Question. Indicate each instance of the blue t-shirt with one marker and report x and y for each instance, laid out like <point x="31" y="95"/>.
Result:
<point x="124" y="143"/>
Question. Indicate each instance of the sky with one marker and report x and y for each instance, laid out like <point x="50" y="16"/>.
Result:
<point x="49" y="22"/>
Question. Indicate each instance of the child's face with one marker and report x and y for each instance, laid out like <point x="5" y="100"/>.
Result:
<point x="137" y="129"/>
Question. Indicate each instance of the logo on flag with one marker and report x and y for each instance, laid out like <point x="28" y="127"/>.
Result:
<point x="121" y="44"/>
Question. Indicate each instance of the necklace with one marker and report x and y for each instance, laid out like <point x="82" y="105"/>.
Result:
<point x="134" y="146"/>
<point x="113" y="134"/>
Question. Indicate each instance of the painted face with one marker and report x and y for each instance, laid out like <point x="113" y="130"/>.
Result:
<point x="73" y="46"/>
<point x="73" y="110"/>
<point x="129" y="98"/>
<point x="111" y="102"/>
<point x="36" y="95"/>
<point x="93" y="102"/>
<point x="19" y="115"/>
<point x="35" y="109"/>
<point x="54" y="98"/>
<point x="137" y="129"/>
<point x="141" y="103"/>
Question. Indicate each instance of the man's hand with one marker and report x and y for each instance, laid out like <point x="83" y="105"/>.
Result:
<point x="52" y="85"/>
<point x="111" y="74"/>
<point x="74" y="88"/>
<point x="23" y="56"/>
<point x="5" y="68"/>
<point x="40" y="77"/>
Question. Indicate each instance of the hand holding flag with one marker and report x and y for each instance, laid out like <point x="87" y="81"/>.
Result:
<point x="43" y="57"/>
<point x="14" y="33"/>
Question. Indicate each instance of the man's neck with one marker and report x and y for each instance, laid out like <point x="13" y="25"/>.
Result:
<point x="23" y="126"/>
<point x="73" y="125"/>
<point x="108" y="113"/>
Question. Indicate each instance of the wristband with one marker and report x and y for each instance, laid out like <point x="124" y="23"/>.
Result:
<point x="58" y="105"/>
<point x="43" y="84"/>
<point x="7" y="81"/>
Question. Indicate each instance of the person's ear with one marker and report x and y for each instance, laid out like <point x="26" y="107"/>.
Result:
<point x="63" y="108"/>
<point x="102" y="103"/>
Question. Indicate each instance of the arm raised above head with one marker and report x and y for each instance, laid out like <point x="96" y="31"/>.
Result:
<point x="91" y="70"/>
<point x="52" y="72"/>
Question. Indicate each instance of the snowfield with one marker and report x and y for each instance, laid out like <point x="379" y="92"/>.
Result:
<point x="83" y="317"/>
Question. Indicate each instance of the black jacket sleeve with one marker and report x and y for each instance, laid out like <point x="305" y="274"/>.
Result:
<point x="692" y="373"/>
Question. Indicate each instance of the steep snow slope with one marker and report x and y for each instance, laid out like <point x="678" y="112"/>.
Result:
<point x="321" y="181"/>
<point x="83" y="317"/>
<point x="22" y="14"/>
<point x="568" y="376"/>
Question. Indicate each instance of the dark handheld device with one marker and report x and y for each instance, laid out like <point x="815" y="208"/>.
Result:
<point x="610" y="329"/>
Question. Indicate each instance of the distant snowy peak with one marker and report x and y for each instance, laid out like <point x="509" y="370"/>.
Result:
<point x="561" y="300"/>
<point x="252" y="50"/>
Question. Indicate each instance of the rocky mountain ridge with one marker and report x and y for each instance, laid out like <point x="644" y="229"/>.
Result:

** Required task **
Can you write out only the lines from the one containing "Question. Indicate each instance of the steep" through the end of the items, multiplying each answer coordinate by 2.25 and rounding it to a whole number, with halves rounded up? All other text stays the same, including the coordinates in the format samples.

** Full response **
Question. Indicate each instance of the steep snow slope with one marker and report x and y for each instance, laid out like <point x="678" y="112"/>.
Result:
<point x="722" y="407"/>
<point x="187" y="713"/>
<point x="50" y="32"/>
<point x="1278" y="846"/>
Question. Indicate each instance of the dark handheld device with one marker and report x and y for each instance, laid out like <point x="815" y="208"/>.
Result:
<point x="1373" y="740"/>
Question. Indicate each instance of the distant snowy peak with one marker and report x and y for each instance, laid out like <point x="509" y="370"/>.
Result:
<point x="1262" y="675"/>
<point x="567" y="113"/>
Question. Indicate each instance of the rocky mountain ridge with one marker and report x and y for each instance, laid out like <point x="644" y="229"/>.
Result:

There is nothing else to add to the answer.